====== SUPPLIED ENTRIES ======

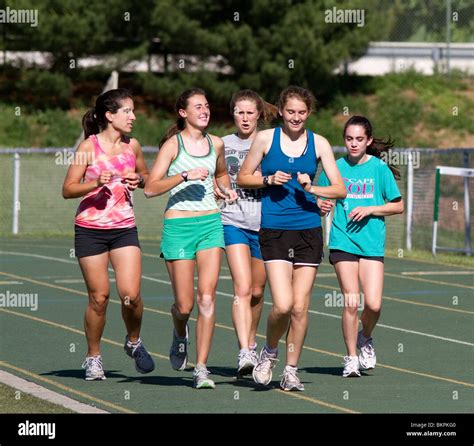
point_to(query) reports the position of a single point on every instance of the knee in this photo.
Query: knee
(243, 291)
(299, 311)
(373, 307)
(351, 302)
(182, 310)
(257, 292)
(131, 300)
(98, 302)
(281, 309)
(206, 304)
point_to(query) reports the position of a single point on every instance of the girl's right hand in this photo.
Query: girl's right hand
(325, 206)
(199, 173)
(104, 178)
(279, 178)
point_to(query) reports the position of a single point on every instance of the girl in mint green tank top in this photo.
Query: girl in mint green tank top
(187, 163)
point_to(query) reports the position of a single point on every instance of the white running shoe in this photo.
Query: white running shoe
(367, 358)
(262, 372)
(246, 362)
(94, 368)
(179, 351)
(351, 367)
(201, 381)
(290, 380)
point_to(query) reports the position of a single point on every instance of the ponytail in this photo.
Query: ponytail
(174, 129)
(89, 123)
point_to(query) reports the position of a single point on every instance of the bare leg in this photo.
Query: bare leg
(258, 286)
(181, 274)
(371, 278)
(348, 276)
(280, 276)
(209, 265)
(239, 260)
(303, 280)
(96, 276)
(127, 265)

======

§ **SET PROBLEM**
Please rewrite all of the items above, changing every "photo" to "image" and keeping everything else the same. Omit the pictures from your answer.

§ **COMPLETED TASK**
point_to(query) reports the position of a single point on every instance of the knee in this image.
Query: knee
(243, 291)
(299, 311)
(373, 307)
(351, 302)
(182, 310)
(257, 292)
(131, 300)
(98, 302)
(281, 309)
(206, 304)
point_to(query) reports the position of a single point on every instance of the girl's right hand in this image.
Query: girl's right hand
(325, 206)
(199, 173)
(104, 178)
(279, 178)
point_to(query) reports the position of a single point on every instance of the girl in mint green tank top in this image.
Query: girl in mint green tank top
(187, 163)
point_to(query) reports the position of a single point on every instance of the white running shoe in this image.
Query: white running shoe
(367, 358)
(262, 372)
(246, 362)
(94, 368)
(179, 351)
(351, 367)
(201, 381)
(290, 380)
point_to(query) reports the position of a single point on every instance of the ponytail in this image.
Query: ponytail
(174, 129)
(89, 123)
point_to(query) reports the position of a single point on every instance of the bare leg in this image.
Query: bare leg
(258, 286)
(181, 274)
(371, 278)
(348, 276)
(280, 276)
(209, 265)
(239, 260)
(303, 280)
(96, 276)
(127, 265)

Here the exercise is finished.